### SHORT EXERCISE
Take the lines from the one with "Where can the potted" to the end of the listing, both ends included, and quote them exactly, leaving pictures out.

### DATA IN THIS EXERCISE
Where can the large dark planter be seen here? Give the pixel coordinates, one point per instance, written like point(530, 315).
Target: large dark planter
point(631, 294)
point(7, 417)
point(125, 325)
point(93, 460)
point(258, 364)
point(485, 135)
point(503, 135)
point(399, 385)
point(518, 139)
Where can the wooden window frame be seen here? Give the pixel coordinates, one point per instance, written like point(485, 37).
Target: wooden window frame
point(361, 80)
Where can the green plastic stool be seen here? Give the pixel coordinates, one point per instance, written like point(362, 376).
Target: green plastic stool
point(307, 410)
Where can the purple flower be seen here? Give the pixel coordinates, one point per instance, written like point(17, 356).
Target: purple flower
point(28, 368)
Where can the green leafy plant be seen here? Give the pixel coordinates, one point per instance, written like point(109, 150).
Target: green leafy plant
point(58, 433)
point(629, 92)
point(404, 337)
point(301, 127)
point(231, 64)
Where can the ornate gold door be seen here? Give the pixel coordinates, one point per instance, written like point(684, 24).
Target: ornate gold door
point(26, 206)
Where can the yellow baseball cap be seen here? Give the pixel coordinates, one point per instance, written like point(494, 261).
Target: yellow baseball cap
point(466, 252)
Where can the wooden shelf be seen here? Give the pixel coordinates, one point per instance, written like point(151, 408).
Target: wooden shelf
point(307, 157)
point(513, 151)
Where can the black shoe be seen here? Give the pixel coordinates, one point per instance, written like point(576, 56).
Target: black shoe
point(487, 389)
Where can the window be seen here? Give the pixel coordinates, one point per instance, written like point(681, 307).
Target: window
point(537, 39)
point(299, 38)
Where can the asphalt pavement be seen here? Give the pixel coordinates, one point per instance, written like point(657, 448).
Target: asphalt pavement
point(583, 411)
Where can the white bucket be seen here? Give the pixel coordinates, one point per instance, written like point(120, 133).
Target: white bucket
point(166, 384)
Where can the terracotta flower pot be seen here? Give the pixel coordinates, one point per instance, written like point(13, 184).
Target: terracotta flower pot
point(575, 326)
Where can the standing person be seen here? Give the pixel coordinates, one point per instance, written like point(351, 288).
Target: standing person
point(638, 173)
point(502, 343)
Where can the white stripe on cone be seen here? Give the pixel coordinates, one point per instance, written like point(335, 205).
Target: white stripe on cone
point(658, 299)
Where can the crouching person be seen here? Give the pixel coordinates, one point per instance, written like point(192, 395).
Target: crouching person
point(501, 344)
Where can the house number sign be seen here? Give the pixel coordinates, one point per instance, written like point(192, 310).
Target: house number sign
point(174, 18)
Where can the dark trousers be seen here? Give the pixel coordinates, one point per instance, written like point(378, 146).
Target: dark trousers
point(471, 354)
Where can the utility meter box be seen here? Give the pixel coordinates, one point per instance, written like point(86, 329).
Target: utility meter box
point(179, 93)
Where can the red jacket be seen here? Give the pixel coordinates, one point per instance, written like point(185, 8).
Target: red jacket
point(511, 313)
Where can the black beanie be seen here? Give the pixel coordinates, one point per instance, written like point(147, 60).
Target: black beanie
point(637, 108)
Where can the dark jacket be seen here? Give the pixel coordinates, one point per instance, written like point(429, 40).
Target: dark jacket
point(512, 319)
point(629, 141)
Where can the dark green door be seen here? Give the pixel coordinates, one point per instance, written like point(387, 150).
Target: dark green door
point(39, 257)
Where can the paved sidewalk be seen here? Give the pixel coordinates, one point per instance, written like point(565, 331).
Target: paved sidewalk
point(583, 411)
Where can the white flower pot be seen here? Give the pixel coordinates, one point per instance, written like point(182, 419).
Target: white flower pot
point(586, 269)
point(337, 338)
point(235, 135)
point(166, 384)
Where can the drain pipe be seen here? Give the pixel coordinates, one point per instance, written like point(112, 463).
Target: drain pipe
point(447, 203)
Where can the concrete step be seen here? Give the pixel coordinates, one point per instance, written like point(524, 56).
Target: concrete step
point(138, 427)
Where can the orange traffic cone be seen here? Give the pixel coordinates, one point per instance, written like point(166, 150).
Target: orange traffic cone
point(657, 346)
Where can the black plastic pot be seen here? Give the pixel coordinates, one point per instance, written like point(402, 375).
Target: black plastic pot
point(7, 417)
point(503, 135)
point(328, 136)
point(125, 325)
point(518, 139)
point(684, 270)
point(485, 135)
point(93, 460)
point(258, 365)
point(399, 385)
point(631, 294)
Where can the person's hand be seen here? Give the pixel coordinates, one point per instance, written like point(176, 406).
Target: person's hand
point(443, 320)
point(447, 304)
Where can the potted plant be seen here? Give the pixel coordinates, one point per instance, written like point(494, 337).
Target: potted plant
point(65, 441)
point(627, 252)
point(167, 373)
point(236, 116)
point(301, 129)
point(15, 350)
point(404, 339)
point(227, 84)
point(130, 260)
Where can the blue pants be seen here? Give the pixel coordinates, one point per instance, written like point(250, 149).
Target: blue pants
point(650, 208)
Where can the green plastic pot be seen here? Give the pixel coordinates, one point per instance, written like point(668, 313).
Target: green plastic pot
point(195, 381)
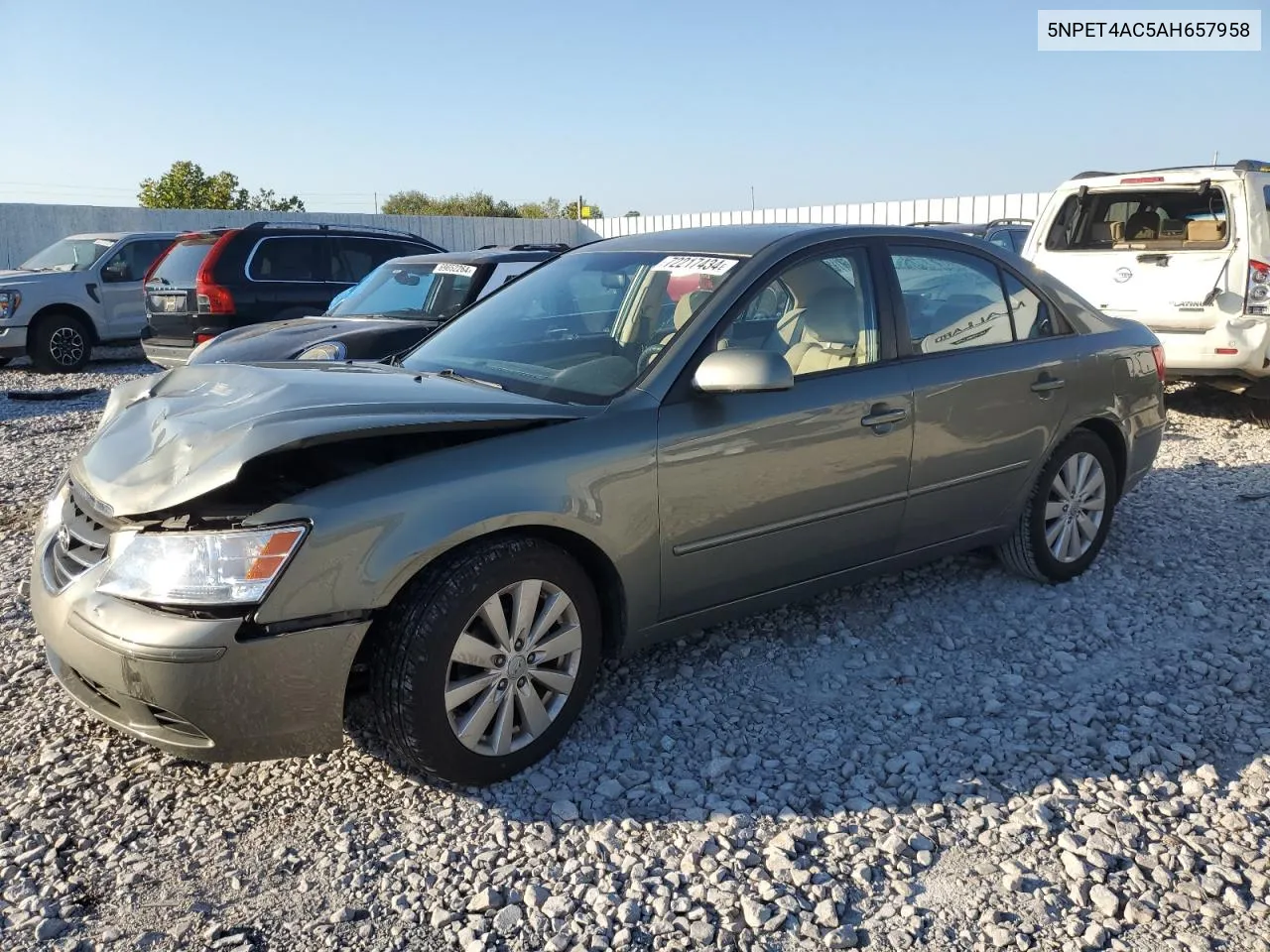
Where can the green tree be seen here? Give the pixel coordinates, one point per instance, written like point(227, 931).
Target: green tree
point(571, 209)
point(187, 185)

### THE REPLY
Where can the potted plant be seen here? Give the pixel coordinates, one point per instance, written like point(494, 337).
Target: potted plant
point(65, 441)
point(627, 252)
point(167, 373)
point(236, 116)
point(301, 129)
point(15, 350)
point(404, 339)
point(227, 84)
point(130, 260)
Where can the blue pants be seen here? Give the pixel coordinates, one point per instance, written like point(250, 149).
Target: blue pants
point(650, 208)
Where can the green plastic pot be seen here? Give the pixel coordinates, one point per instance, written like point(668, 313).
Target: green plastic pot
point(195, 381)
Where can the green tree be seen here? Give the pixel coordinates, one point per instance, written like point(227, 931).
Target: green tree
point(571, 209)
point(187, 185)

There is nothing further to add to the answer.